_EXCERPTED TEXT_
------------------------
The comparison of permeability data in Figure 10.3 confirms that while the Kozeny–Carman equation can successfully predict the permeability of sands (Fig. 10.3A), it fails to predict the permeability of clays (Fig. 10.3B). The Kozeny–Carman equation is reasonably close for kaolinite (R2 = 0.51, mean absolute error log(k) = 0.39), but overpredicts permeability by an order of magnitude for the clay minerals illite and smectite. When the value of the Kozeny–Carman constant (C) is calibrated to the clay permeability data, the predicted values of permeability are much closer to the observed values. However, the equation still overestimates permeability at low porosity. In contrast, the empirical power law relation of permeability to the void ratio is able to closely match the observed values of permeability with a mean absolute error of log-transformed permeability ranging between 0.1 and 0.2 and a coefficient of determination (R2) between 0.90 and 0.99 for kaolinite, illite, and smectite. The difference between observed and calculated permeability values and the calibrated model parameters is listed in Tables 10.2 and 10.3.

A plot with Porosity on the horizontal axis, Log permeability on the vertical axis, and different shapes plotted with legend at the bottom.
------------------------
_ENTRIES SUPPLIED_
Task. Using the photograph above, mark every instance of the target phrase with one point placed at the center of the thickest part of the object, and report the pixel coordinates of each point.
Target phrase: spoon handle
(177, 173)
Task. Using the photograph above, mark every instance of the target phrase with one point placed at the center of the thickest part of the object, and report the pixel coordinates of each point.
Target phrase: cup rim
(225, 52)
------------------------
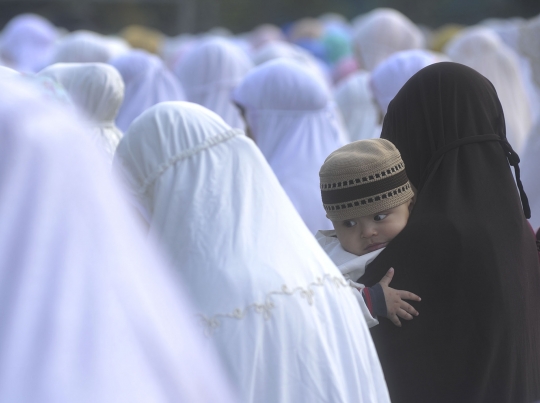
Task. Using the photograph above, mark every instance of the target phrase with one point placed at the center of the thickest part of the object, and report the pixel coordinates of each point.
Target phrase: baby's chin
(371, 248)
------------------------
_TASK 1_
In the text on clay permeability, by how much does the Kozeny–Carman equation overpredict permeability for illite and smectite?
_TASK 2_
Carry the text on clay permeability further from the point where it stops.

_REPLY 1_
By an order of magnitude.

_REPLY 2_
Fig. 10.3 Comparison of calculated and observed permeability for (A) quartz sand and (B) pure clays. For sands, the Kozeny–Carman equation (Eq. 10.1) reproduces the data well, but only when the equation includes a percolation threshold and the value of the specific surface is calibrated. For clays, the permeability data are closely matched when permeability is calculated as a power law function of the void ratio (Eq. 10.4). Data for sands were reported by Bourbie & Zinszner (1985). Permeability data for pure clays were obtained from Al-Tabbaa & Wood (1987), Mesri & Olson (1971), Olsen (1966), and Vasseur et al. (1995). The figure also shows data on mixed clay types from Schloemer & Krooss (1997) and Neuzil (1994) that were not used to calibrate the porosity–permeability equations. See Table 10.2 for the fit statistics of the permeability equations and Table 10.3 for calibrated parameter values. (See color plate section for the color representation of this figure.)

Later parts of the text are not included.